Point placement rows

···

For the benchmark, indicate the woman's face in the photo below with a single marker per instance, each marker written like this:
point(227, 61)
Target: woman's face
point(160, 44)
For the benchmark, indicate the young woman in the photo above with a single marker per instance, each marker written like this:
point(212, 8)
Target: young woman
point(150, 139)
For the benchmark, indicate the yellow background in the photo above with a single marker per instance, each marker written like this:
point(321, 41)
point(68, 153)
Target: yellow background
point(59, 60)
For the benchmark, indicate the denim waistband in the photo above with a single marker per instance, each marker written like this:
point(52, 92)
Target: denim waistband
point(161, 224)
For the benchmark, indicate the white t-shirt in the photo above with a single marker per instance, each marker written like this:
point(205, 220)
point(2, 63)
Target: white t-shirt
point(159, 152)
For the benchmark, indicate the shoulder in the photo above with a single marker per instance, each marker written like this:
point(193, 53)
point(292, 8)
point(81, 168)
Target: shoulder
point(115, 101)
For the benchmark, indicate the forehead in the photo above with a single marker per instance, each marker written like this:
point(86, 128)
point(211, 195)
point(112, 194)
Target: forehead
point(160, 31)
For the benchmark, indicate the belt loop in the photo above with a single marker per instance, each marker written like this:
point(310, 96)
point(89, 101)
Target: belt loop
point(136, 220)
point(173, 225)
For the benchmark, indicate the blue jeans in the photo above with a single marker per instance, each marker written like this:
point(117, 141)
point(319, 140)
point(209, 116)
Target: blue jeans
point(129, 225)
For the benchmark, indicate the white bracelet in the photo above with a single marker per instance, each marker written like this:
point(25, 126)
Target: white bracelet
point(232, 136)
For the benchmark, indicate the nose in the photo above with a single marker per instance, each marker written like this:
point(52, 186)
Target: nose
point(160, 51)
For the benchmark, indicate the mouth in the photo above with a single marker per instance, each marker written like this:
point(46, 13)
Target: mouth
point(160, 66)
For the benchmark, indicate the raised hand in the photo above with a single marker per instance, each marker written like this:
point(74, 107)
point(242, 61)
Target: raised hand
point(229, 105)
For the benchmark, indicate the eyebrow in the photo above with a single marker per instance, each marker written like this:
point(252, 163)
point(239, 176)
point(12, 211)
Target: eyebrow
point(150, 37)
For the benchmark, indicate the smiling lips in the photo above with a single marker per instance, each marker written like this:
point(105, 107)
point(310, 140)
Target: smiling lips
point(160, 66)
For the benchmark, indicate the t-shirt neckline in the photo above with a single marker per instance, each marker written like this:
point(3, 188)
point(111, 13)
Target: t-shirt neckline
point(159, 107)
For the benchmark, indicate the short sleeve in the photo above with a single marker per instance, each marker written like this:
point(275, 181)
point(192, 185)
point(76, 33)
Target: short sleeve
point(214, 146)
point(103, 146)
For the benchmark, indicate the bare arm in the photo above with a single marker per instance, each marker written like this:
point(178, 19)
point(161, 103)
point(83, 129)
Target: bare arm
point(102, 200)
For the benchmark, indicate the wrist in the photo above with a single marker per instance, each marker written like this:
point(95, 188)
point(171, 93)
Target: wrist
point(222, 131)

···

Reproduce all of the rows above verbatim, line for line.

• _Response to the exercise_:
For the benchmark, indicate the woman's face in the photo below with a single marker per instance, each marker written like this:
point(227, 61)
Target: woman's face
point(160, 44)
For the benchmark, indicate the young woman in the photo above with a single marker per instance, each marker written like this:
point(212, 8)
Target: young woman
point(150, 139)
For the benchmark, indicate the yellow background in the photo above with a single marker per instance, each marker written like this:
point(321, 41)
point(68, 153)
Target: yellow background
point(59, 60)
For the benchmark, indicate the denim waistband in the photo above with a single marker per instance, each marker written like this:
point(52, 92)
Target: denim waistband
point(161, 224)
For the benchmark, indicate the white t-shirt in the photo above with a single marker per instance, each marker written like this:
point(205, 220)
point(2, 63)
Target: white t-shirt
point(159, 152)
For the benchmark, indicate the shoulder in the photo above with a single marker per instance, each marker written like this:
point(193, 53)
point(292, 8)
point(81, 168)
Target: shoulder
point(115, 101)
For the benchmark, indicate the forehead in the photo above with a single marker per instance, each marker written like this:
point(86, 128)
point(211, 195)
point(112, 194)
Target: forehead
point(160, 31)
For the benchmark, indicate the belt loop in the photo above with a single marker per instance, each marker written like this:
point(310, 96)
point(89, 101)
Target: belt loop
point(136, 220)
point(173, 225)
For the benchmark, indicate the blue jeans in the photo above with a single marker per instance, each marker written like this:
point(117, 141)
point(319, 140)
point(209, 116)
Target: blue jeans
point(129, 225)
For the benchmark, indicate the white bracelet in the photo above with a single marker per instance, each marker written like this:
point(25, 126)
Target: white bracelet
point(232, 136)
For the benchmark, indicate the nose in the photo above with a single marker per instance, each marker written like this:
point(52, 186)
Target: nose
point(160, 51)
For the benchmark, indicate the mouth in the photo above with a single marker per instance, each marker written like this:
point(46, 13)
Target: mouth
point(160, 66)
For the benchmark, indicate the raised hand in the photo above with a single marker per instance, each marker written like this:
point(74, 107)
point(242, 61)
Target: raised hand
point(229, 105)
For the benchmark, indicate the eyebrow in the photo above with a single marker per instance, each marker written like this:
point(252, 163)
point(239, 176)
point(12, 211)
Target: eyebrow
point(150, 37)
For the benchmark, indicate the smiling lips in the photo above with a single marker per instance, each marker written like this:
point(105, 107)
point(310, 140)
Target: smiling lips
point(160, 66)
For the benchmark, indicate the t-shirt neckline in the photo above with a single marker per instance, each marker written like this:
point(3, 188)
point(111, 13)
Target: t-shirt neckline
point(159, 107)
For the benchmark, indicate the short sleeve in the photo above with a single marker per instance, each marker written like this:
point(275, 181)
point(192, 185)
point(76, 33)
Target: short sleeve
point(214, 146)
point(103, 146)
For the benchmark, indicate the bare arm in the photo above with a single marker per instance, each marker written like this:
point(178, 19)
point(161, 103)
point(83, 129)
Target: bare arm
point(102, 200)
For the benchmark, indicate the wrist in the photo above with a single marker per instance, each marker written like this:
point(95, 188)
point(171, 93)
Target: wrist
point(222, 131)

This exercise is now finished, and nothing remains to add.